[GIVEN PROBLEM] Rewrite the data below with every "screenshot" changed to "photo" and nothing else altered. Omit the pictures from your version.

[RECORDS SUPPLIED]
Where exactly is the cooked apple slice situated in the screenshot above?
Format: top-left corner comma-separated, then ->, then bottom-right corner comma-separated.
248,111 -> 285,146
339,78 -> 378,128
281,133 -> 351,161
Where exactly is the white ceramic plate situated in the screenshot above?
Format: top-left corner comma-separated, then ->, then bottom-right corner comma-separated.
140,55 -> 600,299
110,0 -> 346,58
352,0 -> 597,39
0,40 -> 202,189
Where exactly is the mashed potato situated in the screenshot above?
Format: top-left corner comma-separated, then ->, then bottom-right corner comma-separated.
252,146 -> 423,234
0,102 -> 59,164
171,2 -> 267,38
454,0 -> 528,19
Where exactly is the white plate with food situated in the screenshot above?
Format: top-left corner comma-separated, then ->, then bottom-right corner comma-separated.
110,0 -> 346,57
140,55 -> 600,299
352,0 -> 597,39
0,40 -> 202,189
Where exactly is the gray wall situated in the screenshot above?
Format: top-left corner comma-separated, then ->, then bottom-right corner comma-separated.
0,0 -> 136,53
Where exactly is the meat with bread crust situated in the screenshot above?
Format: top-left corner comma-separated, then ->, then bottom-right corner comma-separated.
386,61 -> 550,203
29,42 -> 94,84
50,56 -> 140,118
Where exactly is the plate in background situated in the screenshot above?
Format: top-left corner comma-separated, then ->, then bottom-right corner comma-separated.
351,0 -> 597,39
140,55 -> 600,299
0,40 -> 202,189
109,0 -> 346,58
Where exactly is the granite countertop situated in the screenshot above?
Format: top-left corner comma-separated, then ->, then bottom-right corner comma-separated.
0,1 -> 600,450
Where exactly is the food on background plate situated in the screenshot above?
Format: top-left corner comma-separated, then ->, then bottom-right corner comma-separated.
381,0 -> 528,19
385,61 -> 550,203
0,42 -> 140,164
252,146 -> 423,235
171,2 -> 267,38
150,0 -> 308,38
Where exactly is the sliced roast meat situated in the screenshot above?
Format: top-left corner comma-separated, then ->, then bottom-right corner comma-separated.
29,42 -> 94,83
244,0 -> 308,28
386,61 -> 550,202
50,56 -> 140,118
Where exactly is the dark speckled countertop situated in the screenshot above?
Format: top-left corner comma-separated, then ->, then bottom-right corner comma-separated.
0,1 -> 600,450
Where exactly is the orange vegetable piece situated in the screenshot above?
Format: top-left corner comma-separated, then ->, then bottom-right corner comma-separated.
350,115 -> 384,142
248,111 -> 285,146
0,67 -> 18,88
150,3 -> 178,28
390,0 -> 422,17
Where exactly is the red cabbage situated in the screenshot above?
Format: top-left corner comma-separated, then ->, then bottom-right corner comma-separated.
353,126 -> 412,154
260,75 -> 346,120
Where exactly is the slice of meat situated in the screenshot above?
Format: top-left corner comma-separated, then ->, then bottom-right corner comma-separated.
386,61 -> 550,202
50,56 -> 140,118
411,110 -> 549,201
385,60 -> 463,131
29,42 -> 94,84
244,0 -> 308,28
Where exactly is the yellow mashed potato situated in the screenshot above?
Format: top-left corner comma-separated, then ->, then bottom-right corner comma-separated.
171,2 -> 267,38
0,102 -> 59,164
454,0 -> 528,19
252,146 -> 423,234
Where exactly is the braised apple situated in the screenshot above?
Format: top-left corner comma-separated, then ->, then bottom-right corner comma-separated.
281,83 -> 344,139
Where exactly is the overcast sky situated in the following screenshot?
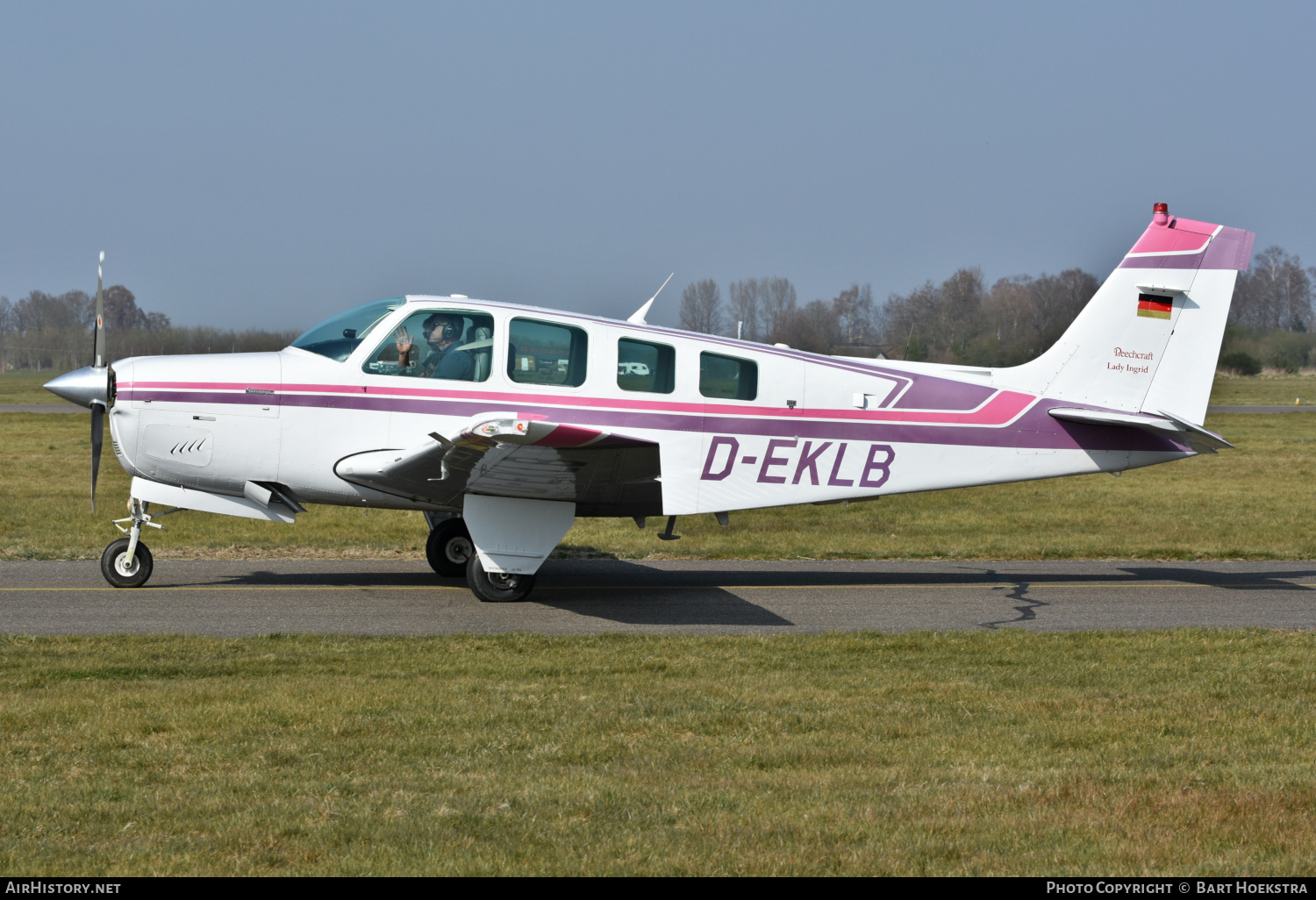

[ANSWER FOR THIS EXERCISE]
Where exactly is the cooked apple slice situated in the photo above?
Format: top-left corner comma-separated, then ->, then bottom-right corner comma-separated.
248,111 -> 285,146
339,78 -> 378,128
281,133 -> 351,161
Where exactly is the white ceramic plate situated in the photo above?
Format: top-left corner comma-separated, then ->, then bottom-right corner comma-separated.
140,55 -> 600,299
110,0 -> 346,58
352,0 -> 597,39
0,40 -> 202,189
Where exactly is the mashed potato situated in the photo above?
Format: top-left corner comma-separated, then ->, then bottom-right corner comma-separated.
252,146 -> 423,234
0,102 -> 59,164
171,2 -> 267,38
454,0 -> 528,19
Where exactly is the white plate with food situated in the photo above?
Format: top-left corner comma-separated, then ->, then bottom-right corner comma-separated.
110,0 -> 346,57
140,55 -> 600,299
352,0 -> 597,39
0,40 -> 202,189
Where exactly is the gray wall situated in the photo above?
Format: top-left corner comma-separated, then ->, then bottom-right corner comma-separated.
0,0 -> 136,53
Where exactly is the meat with bread crust situated in the photo above?
Format: top-left corner comma-separated, then ->, then bottom-right corner comma-separated.
386,61 -> 550,203
29,42 -> 94,84
50,56 -> 140,118
Where exactly is the plate in background situated in the photo above?
Format: top-left corner comma-separated, then ->, then bottom-right corner comma-separated.
351,0 -> 597,39
140,55 -> 600,299
0,40 -> 202,189
109,0 -> 346,58
Where exactly is the granite countertop situated in the photo above?
Format: top-left corner comma-separated, then ->, then bottom-right corner comma-separated.
0,1 -> 600,450
Where exactly is the food on background plate situated in the photo above?
Format: top-left corner comma-separated, then ->, then bottom-right corner comma-separated.
381,0 -> 528,19
385,61 -> 550,203
0,42 -> 140,164
252,146 -> 423,235
171,2 -> 267,38
150,0 -> 308,38
Where exactly is the sliced roast meat situated in the photo above?
Format: top-left corner comma-separated, then ->, then bottom-right corner comma-separated.
29,42 -> 94,83
244,0 -> 308,28
386,61 -> 550,202
50,56 -> 140,118
Where exactly is the dark speckled countertop situated in the photo above?
Format: top-left corner comma-separated, then ->, then bottom-right corner comma-separated.
0,1 -> 600,450
Where exactly is the orange vegetable piece situated in the photo above?
Format: top-left corner comma-separated, then ->, then bottom-right corner comma-separated.
350,115 -> 384,142
248,111 -> 285,146
0,67 -> 18,88
150,3 -> 178,28
390,0 -> 422,17
Where exactly is the red cabbage situated in the photo above?
Format: top-left corner comma-separated, then ->, then bottom-right corner comma-separated.
353,126 -> 412,154
260,75 -> 346,120
Where exactly is the slice of meat situated in the photo above?
Format: top-left corner comma-separated, then ->, then bottom-right corner comma-separated.
386,61 -> 550,202
50,56 -> 140,118
411,110 -> 549,201
385,60 -> 463,131
29,42 -> 94,84
244,0 -> 308,28
Where exactly is the yellow mashed potato situated in the photo above?
Format: top-left corner comma-separated, then ->, then bottom-right corner comma-separated.
171,2 -> 267,38
0,102 -> 59,164
454,0 -> 528,19
252,146 -> 423,234
Where exactly is the braised apple situated in the photo above?
Format: top-left corner comma-separated, then ->, then bottom-right corner comma-separated.
281,83 -> 344,139
Where exactly is the overcast sky situated in the following photo?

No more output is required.